Pull every line from the data that contains the string "without". Case counts.
* * * * * * *
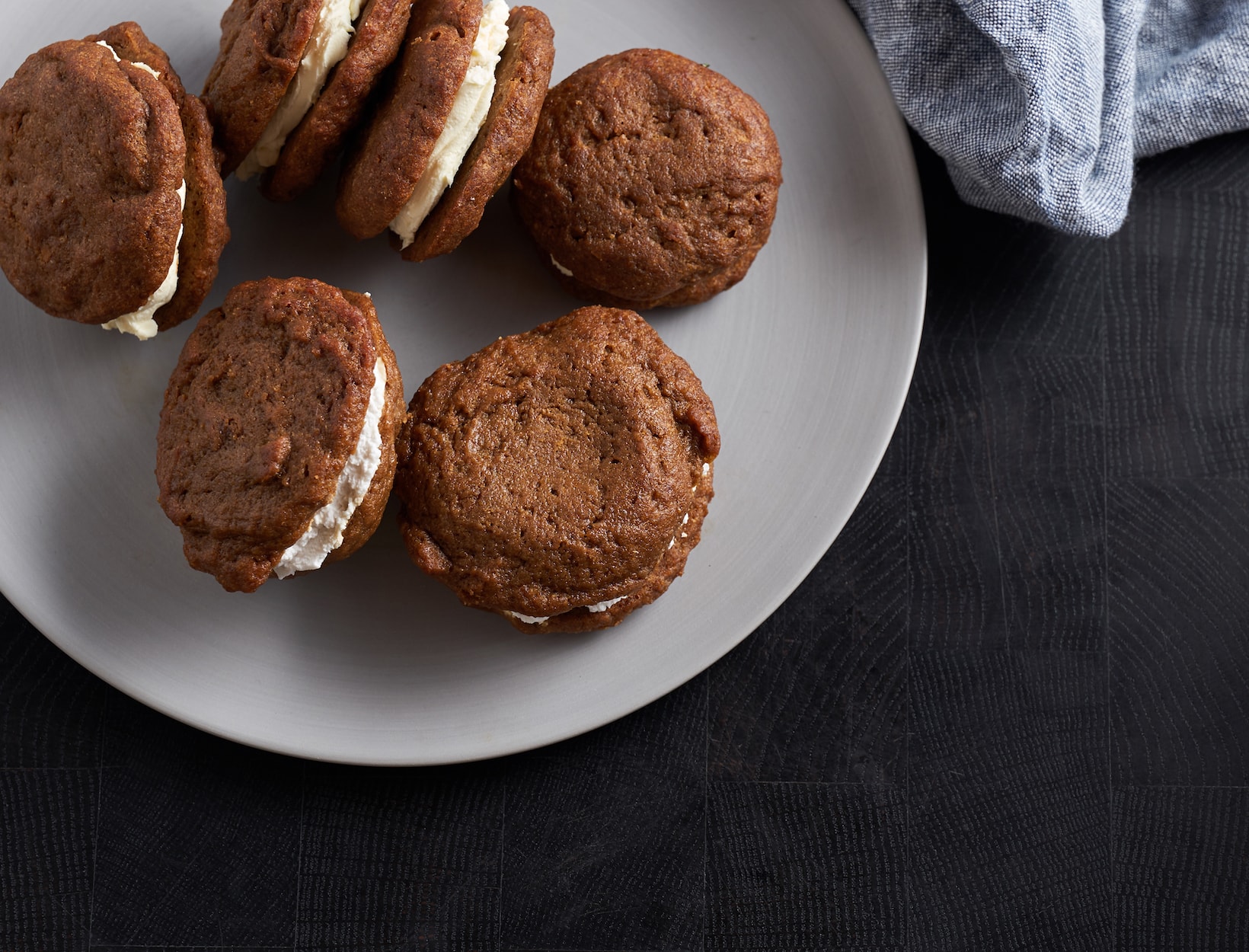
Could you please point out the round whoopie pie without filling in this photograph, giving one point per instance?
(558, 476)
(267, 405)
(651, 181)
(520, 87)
* * * * * * *
### Full solution
Could you please point out the round whoopie pie without filling in this photograph, giving one point per instance?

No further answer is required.